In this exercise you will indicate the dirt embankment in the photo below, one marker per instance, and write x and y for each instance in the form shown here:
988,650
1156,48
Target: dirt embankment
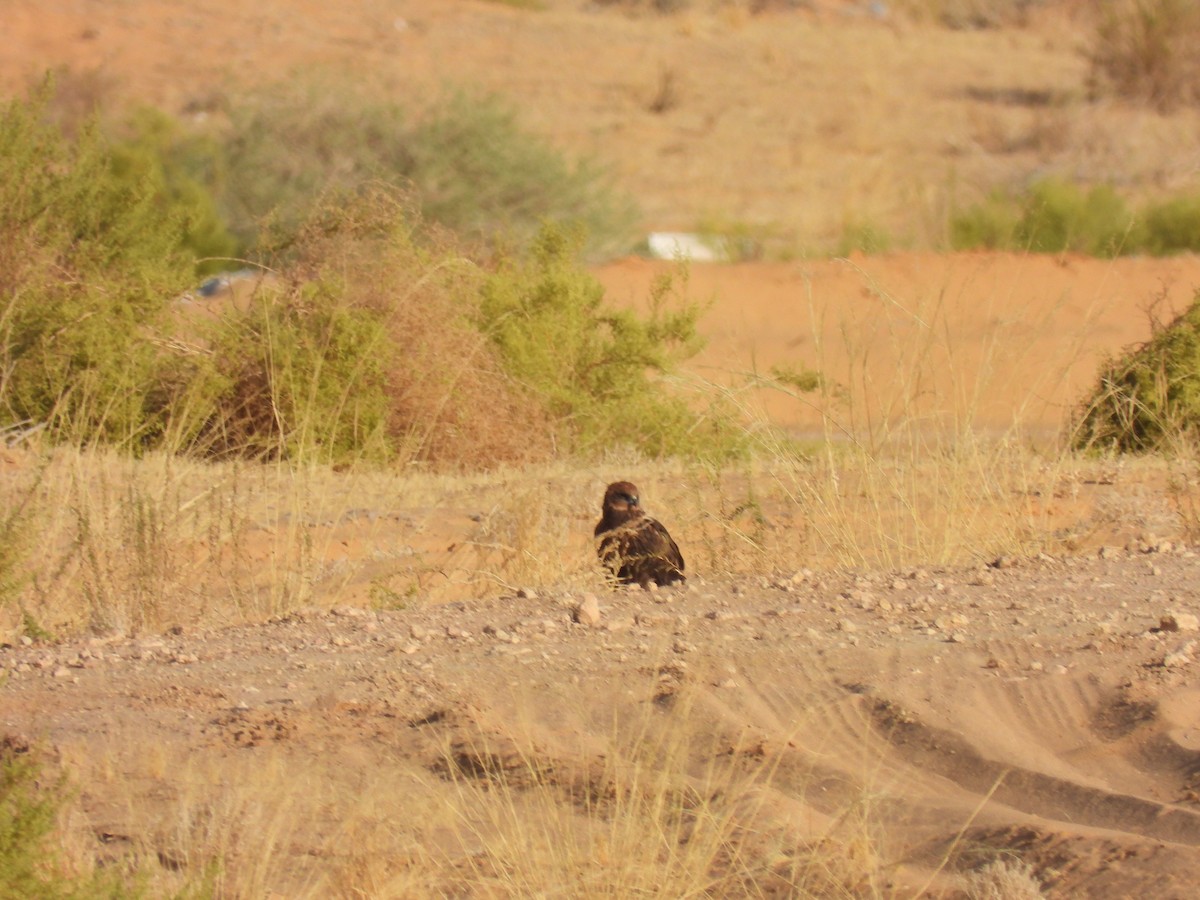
1041,709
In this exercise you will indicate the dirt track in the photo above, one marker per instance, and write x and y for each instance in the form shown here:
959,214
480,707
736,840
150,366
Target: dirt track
1048,688
1037,709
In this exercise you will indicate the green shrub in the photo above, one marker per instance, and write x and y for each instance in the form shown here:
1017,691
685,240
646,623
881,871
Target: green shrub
1150,397
989,225
1145,51
181,166
1060,216
361,346
469,165
1173,226
599,371
1051,216
89,255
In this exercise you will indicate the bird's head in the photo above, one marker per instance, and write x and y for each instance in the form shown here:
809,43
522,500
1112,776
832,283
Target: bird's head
621,502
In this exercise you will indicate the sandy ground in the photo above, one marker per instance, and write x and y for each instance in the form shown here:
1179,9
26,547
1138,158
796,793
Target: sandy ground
1044,711
1043,708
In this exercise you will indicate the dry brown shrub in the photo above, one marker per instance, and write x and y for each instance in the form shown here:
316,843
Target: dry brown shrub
451,402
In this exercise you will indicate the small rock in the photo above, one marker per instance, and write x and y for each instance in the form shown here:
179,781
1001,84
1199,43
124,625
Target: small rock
1180,658
587,611
1179,622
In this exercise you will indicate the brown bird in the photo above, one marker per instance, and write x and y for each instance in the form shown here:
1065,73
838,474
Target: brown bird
635,547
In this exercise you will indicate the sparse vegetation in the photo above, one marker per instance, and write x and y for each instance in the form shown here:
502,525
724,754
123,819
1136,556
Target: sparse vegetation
1055,216
1145,51
1150,397
31,864
467,162
598,369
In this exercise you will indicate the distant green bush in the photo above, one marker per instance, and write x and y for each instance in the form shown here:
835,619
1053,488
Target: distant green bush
598,370
1173,226
1051,216
1146,51
472,168
181,166
1054,216
1150,397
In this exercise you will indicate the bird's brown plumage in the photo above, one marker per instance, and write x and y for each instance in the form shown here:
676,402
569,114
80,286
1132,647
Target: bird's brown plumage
635,547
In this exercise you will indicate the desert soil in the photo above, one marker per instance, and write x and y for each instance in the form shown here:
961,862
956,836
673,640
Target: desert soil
1048,707
1043,708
=====
When copying, output the data exactly and leave out the pictures.

In this exercise you will indicate the dirt embankment in the photo below, one marker per instance, and write x and y for each instance in the form shown here:
988,650
1156,48
Target: dirt embankment
1041,709
In this exercise you will indicate the dirt track in the photo above, one marker per instance, and write x and y for each instance in the form shown here:
959,214
480,707
736,840
150,366
Target: dirt track
1048,688
1037,709
In this exercise you will indicate the green shrub in the photo above, one marker per instance, and write x and y for each instance in the form shown here:
1017,691
685,240
646,623
881,871
Target: green shrub
1150,397
989,225
1145,51
181,166
1060,216
361,346
469,165
1173,226
599,371
1051,216
89,255
In this exercise you will indicate the bird's head in the photo above, one marker per instance, and write x and y for each instance in the form shown here:
809,43
522,500
1112,776
832,283
Target: bird's head
621,502
In this exercise you will indicate the sandy ground in the photo above, one marker per instance, and write x and y for each instance in the form shown here:
1179,9
26,547
1138,158
796,793
Target: sandy ground
1044,711
1043,708
In this exercise you will indicate the dry brown shrub in the photo above, one marker per instance, and write x and y for each instance in the form shown here:
316,843
Target: dry brown shrub
451,402
In this exercise you will indicate the small rock in the photo above, one marker per instance, and write x and y for each instance in the form shown here:
179,781
1001,84
1199,43
124,625
Target: small rock
1180,658
587,611
1179,622
In this exercise you will indicate the brown bird in the photo above, one marker per instance, and write x and y for each instance in the form shown here:
1065,73
838,474
Target: brown bird
635,547
In this exercise you will indicate the sparse vegetation in the photo above, one marker per instance, and write x and y for each instance in the form shown here:
502,525
724,754
123,819
1136,556
Target: sparse vegetation
1055,216
1145,51
1150,397
31,864
467,162
598,369
In this exercise you will indicate the distant green bush in the photo above, one marker per instance, and write x and y for each instance in the form shown here:
835,619
1053,488
Target: distant green bush
598,370
1173,226
1051,216
1146,51
472,168
181,166
1054,216
1150,397
In this exercise you will indicate the bird's brown plumage in the photo above, one marker per instance, and write x and y for each instance in the form shown here:
676,402
569,114
80,286
1132,647
Target: bird's brown plumage
635,547
In this exercise you will indicate the desert soil in the photo above, one marker per instance, and write x and y for each instance in the form shown here:
961,862
956,836
673,640
Target: desert soil
1048,707
1043,708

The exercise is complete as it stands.